[Excerpt provided — start]

How Heart Attacks Really Occur
Just cutting off oxygen supply to the heart may not be enough to destroy the heart. The heart is one of the most innovative and resilient organs in the body, and it requires a lot of abuse for it to die. When the basement or basal membranes of the capillaries and arteries can no longer guarantee sufficient supply of oxygen, sugar, and insulin to the cells of the heart muscles, their ability to contract and pump blood is greatly reduced. Just to continue their work without enough oxygen, the heart cells begin to ferment glucose to produce energy, but this (anaerobic) process produces lactic acid, which acidifies the muscle tissues.
To continue maintaining its pumping action, the heart employs an additional emergency measure to gain energy, which is to mobilize and break down fats. Yet, without using oxygen in the process, these fats turn into harmful, cell-destructive acids. Proteins also begin to be used to provide energy; the by-products are once again harmful fatty acids. Since the thickening of the connective tissues as well as the lymph and blood capillaries in the heart begins obstructing normal elimination of metabolic waste, the heart muscles become intensely saturated with harmful acidic material. This may cause intense pain in the heart.

[Excerpt provided — finish]

## Task
Write the next part of the passage on how heart attacks occur, picking up after its final sentence.

[Exercise data — start]

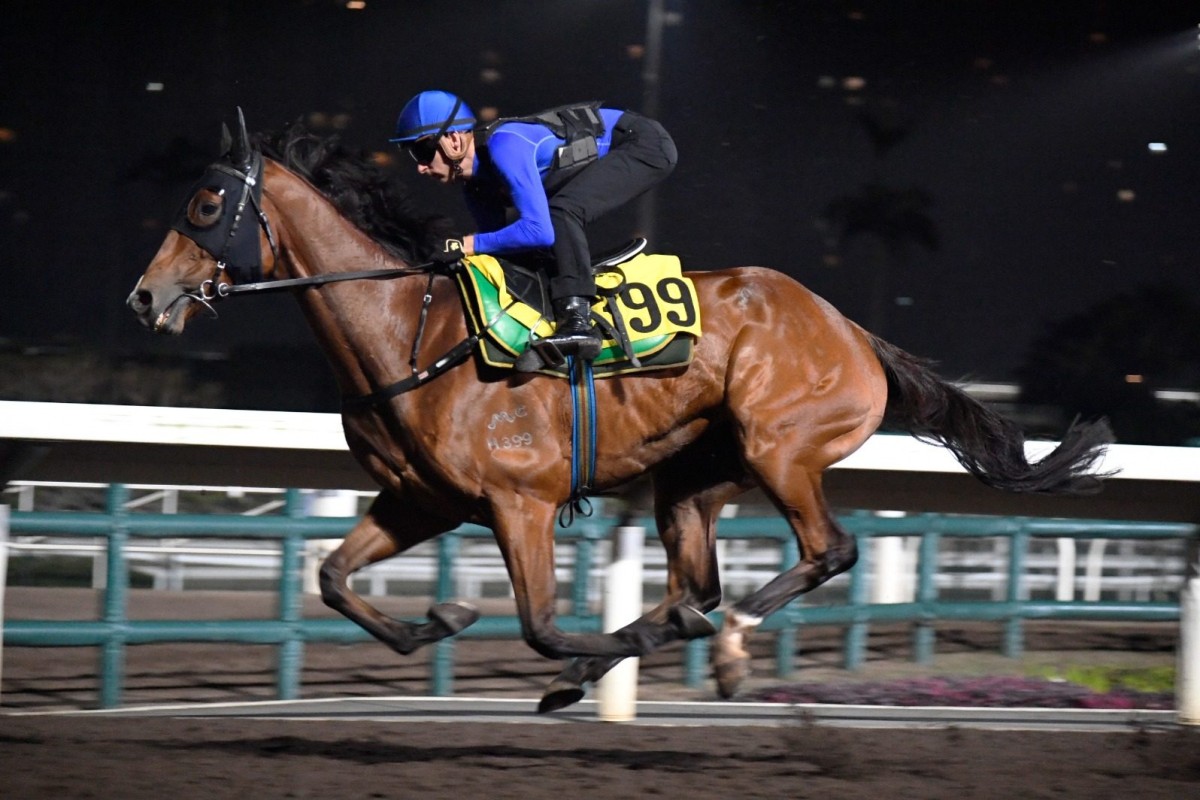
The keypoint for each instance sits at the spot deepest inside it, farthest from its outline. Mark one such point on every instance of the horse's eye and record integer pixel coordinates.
(205, 208)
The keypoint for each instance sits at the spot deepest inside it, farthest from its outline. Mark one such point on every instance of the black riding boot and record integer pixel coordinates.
(574, 332)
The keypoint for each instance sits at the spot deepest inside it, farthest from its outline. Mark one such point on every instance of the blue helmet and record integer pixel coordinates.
(432, 113)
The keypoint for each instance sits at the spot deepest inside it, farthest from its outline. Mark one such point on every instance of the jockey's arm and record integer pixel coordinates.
(514, 156)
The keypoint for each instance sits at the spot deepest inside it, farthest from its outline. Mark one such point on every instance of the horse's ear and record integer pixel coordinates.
(239, 152)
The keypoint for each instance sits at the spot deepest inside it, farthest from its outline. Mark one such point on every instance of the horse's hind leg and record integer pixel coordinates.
(385, 530)
(689, 497)
(826, 551)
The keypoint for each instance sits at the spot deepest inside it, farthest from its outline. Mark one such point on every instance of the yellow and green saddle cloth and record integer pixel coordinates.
(655, 302)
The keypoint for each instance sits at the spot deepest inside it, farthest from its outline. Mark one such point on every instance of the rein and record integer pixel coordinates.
(211, 290)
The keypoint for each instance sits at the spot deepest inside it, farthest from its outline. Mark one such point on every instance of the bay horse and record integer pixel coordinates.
(780, 388)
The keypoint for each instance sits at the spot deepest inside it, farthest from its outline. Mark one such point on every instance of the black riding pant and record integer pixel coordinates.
(641, 155)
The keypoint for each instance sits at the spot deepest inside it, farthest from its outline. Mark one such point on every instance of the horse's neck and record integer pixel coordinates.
(364, 326)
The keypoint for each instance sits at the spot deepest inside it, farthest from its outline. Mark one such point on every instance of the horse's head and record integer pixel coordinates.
(220, 234)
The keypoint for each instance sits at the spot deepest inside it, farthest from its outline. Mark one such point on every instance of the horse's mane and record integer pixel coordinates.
(364, 192)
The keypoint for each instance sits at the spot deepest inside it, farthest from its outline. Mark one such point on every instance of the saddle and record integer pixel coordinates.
(647, 312)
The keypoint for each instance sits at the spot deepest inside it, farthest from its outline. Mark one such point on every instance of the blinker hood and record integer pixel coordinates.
(232, 239)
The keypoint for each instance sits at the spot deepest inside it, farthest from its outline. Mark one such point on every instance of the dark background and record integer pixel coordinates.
(970, 179)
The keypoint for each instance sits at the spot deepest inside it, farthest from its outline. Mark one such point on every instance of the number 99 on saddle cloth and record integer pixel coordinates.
(657, 306)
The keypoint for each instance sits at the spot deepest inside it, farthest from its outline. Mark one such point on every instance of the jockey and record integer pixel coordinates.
(535, 182)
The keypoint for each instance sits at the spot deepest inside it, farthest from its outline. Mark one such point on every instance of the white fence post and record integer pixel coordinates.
(617, 691)
(1187, 677)
(4, 577)
(325, 503)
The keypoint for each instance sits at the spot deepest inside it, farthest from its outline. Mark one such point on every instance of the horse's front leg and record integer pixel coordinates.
(385, 530)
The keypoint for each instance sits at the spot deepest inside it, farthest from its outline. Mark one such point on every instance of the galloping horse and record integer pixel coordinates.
(780, 388)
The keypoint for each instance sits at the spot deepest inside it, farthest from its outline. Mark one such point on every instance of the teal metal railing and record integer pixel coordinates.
(113, 632)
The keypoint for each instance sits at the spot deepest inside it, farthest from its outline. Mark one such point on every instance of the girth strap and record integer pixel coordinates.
(583, 440)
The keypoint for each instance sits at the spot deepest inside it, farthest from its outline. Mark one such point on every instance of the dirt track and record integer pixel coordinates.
(189, 758)
(208, 759)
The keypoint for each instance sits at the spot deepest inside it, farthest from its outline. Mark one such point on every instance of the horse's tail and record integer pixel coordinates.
(990, 446)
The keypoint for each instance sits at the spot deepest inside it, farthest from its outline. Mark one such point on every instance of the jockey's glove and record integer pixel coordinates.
(450, 253)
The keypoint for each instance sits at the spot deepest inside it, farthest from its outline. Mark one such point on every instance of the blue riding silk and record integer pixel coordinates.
(509, 175)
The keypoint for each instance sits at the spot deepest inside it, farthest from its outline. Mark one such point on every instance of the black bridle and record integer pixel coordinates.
(238, 253)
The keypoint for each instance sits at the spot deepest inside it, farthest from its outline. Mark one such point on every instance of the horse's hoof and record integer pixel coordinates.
(454, 617)
(730, 674)
(691, 623)
(559, 695)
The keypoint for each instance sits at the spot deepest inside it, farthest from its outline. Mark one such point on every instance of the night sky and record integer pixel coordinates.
(1027, 125)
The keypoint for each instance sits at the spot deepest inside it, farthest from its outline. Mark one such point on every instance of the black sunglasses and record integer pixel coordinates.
(424, 150)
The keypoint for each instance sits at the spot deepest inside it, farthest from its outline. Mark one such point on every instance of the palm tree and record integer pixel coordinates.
(892, 220)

[Exercise data — finish]

## Your response
If uric acid, a waste product resulting from the breaking down of old cells, is retained in the tissues, gout occurs. The congestion leads to severe dehydration in the muscle cells, which prompts a group of cells known as mast cells to secrete the hormone histamine – a major water-regulating hormone in the body). When histamine passes over the sensitive pain nerves in the tissues, strong muscle pain results. If this form of muscle rheumatism occurs in the heart, it is called Angina pectoris. Both the acid accumulation and lack of oxygen lead to the death of the heart cells.
Heart attacks can occur in a number of ways:
- The connective tissues surrounding the heart cells may become so densely congested that the heart cells simply die a painless death of suffocation.
- In the case of an angina attack, it is acidification and low oxygenation of the heart muscles that destroys the heart.
- The basal membranes of the capillaries and arteries are blocked and can no longer supply oxygen to the heart. The part of the heart where the attack occurs is also the part where the storage capacity for protein was first exceeded.
- A blood clot breaks loose from a congested and injured blood vessel, enters the heart and blocks its oxygen supply.